_What this task involves_
In the records below, find each line with "nurphoto" and copy it.

_Working data_

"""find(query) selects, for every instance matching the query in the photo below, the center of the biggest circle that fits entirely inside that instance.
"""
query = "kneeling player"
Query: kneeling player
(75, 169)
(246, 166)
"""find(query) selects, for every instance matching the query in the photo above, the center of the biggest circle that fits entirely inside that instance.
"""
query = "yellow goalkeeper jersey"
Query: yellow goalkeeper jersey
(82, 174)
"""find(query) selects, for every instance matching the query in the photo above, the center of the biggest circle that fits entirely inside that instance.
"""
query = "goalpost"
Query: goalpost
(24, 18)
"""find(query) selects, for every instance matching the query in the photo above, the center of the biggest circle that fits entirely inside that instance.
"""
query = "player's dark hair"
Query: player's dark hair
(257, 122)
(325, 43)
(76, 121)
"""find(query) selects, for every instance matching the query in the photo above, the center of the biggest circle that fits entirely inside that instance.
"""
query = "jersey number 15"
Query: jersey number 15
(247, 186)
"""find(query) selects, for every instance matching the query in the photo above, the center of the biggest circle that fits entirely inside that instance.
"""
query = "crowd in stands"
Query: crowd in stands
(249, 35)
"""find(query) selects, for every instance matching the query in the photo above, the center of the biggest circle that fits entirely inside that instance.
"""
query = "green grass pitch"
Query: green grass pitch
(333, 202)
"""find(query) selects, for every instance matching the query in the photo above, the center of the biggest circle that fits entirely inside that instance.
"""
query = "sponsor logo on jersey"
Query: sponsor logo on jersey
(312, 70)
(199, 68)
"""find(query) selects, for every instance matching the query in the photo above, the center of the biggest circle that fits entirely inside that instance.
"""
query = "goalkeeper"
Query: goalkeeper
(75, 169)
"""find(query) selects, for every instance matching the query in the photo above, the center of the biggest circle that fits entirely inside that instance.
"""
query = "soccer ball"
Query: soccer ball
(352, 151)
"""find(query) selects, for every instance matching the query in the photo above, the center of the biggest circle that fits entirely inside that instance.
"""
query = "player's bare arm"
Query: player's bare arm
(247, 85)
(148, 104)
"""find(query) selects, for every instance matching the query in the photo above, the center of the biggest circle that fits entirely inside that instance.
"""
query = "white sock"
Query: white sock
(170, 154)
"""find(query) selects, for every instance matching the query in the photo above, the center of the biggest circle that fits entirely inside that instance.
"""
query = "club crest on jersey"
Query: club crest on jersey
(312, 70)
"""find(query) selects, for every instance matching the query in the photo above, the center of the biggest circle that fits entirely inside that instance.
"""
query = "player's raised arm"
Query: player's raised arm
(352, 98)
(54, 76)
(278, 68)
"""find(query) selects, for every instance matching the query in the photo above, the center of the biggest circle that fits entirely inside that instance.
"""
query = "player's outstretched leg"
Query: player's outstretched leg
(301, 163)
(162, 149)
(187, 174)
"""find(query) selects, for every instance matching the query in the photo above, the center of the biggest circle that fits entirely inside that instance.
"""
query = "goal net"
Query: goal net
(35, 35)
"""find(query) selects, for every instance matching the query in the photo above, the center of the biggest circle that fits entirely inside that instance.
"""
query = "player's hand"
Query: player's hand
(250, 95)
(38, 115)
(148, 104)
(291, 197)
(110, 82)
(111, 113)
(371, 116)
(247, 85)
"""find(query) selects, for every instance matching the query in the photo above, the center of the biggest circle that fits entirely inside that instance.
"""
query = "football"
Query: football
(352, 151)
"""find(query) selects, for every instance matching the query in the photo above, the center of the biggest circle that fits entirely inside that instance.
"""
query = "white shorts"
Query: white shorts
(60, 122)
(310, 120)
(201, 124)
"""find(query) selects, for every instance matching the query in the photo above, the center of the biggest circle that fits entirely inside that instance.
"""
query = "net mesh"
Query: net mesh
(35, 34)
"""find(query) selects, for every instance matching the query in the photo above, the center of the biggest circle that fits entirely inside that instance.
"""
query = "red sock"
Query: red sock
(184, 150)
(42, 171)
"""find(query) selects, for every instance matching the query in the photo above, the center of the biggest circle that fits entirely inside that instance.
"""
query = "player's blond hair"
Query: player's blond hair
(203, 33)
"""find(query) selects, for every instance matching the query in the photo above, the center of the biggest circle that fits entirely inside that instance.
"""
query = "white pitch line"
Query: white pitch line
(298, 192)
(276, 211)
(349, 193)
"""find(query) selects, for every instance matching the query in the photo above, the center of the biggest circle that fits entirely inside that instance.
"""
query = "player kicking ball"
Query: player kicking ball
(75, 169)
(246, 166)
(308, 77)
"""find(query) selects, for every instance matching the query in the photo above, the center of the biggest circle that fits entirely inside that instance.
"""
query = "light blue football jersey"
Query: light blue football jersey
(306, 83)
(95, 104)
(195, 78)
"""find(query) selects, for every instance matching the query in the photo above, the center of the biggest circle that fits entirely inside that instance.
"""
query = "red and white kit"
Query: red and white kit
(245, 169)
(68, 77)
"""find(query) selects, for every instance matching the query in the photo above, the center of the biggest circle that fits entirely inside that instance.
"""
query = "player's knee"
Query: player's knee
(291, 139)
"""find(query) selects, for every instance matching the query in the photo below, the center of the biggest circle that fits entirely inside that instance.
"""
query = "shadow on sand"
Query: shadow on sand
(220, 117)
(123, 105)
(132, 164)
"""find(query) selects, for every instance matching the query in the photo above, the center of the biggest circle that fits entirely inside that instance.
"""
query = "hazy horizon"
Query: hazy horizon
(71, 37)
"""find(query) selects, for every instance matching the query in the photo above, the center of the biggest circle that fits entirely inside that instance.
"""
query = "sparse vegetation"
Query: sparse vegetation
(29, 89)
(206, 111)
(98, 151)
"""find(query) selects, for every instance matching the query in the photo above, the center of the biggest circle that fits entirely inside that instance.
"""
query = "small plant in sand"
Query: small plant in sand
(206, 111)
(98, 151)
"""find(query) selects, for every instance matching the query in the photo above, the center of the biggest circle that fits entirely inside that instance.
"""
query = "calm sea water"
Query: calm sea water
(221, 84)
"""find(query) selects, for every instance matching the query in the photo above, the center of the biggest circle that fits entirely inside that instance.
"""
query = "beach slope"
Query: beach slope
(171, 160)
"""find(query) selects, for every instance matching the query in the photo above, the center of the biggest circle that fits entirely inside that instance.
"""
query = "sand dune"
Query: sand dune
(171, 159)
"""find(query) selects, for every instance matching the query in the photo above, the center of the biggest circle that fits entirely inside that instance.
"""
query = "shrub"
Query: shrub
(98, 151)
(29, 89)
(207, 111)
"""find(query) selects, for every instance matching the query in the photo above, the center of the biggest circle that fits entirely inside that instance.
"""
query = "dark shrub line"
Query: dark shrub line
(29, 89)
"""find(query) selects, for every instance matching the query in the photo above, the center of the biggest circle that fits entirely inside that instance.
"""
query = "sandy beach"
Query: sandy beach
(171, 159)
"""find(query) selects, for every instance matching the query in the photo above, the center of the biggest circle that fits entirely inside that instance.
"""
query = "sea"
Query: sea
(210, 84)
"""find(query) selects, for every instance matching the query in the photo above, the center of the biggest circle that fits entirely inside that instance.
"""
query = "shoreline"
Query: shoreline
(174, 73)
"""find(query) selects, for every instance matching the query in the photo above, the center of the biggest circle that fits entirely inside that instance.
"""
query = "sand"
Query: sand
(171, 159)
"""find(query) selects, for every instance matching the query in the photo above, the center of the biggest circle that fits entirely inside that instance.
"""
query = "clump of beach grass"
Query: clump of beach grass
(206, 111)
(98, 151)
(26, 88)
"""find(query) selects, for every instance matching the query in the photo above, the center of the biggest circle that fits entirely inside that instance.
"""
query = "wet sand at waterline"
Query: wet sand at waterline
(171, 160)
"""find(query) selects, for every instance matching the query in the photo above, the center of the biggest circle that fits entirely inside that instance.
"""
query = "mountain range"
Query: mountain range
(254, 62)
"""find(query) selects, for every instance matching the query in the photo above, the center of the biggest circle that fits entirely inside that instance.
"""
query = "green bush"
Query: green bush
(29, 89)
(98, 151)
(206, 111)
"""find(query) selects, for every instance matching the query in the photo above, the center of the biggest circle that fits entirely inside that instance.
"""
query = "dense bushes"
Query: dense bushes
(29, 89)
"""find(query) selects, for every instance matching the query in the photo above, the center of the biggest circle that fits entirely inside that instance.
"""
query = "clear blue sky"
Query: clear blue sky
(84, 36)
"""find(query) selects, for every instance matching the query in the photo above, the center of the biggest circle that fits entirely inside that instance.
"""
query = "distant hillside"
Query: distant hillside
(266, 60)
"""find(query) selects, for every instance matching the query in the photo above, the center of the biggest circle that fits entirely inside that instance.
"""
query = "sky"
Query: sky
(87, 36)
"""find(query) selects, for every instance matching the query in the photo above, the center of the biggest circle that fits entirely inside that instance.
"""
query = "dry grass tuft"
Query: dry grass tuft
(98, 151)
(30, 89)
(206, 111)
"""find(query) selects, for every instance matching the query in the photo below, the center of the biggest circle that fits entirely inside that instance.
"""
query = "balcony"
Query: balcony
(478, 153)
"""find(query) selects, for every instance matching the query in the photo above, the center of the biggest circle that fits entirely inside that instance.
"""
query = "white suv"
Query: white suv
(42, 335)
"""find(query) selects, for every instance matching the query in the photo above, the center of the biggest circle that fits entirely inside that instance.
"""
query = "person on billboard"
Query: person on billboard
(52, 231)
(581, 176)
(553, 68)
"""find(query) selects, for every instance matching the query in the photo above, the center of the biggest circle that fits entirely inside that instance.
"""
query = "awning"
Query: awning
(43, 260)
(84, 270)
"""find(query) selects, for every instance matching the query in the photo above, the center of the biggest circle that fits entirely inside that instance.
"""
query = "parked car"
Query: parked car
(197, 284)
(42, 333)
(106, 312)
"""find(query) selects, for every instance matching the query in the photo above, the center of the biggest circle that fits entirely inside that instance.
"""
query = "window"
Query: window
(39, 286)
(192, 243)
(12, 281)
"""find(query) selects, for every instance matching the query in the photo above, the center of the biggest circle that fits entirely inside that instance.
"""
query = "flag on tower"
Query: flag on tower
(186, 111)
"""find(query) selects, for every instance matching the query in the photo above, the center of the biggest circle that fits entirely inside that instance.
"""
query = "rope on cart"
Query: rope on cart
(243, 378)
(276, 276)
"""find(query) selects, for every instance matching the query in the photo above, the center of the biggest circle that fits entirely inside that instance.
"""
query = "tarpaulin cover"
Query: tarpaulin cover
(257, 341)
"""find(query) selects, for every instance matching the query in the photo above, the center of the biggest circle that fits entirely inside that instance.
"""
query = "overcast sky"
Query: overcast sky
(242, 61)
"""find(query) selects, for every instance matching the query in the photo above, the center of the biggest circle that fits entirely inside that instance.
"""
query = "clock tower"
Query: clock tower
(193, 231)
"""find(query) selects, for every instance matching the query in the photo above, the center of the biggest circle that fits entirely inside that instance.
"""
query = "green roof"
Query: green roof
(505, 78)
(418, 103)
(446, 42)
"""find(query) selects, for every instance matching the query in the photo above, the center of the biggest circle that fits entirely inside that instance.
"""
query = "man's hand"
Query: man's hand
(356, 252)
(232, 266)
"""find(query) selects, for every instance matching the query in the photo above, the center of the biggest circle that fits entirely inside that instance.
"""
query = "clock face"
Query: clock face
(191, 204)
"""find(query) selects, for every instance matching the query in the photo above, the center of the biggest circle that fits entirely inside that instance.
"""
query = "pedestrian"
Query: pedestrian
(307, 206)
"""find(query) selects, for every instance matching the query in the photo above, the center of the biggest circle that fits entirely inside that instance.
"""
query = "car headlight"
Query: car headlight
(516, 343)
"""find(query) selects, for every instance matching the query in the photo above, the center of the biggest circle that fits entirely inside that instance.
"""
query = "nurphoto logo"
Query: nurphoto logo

_Response_
query = "nurphoto logo"
Query: nurphoto logo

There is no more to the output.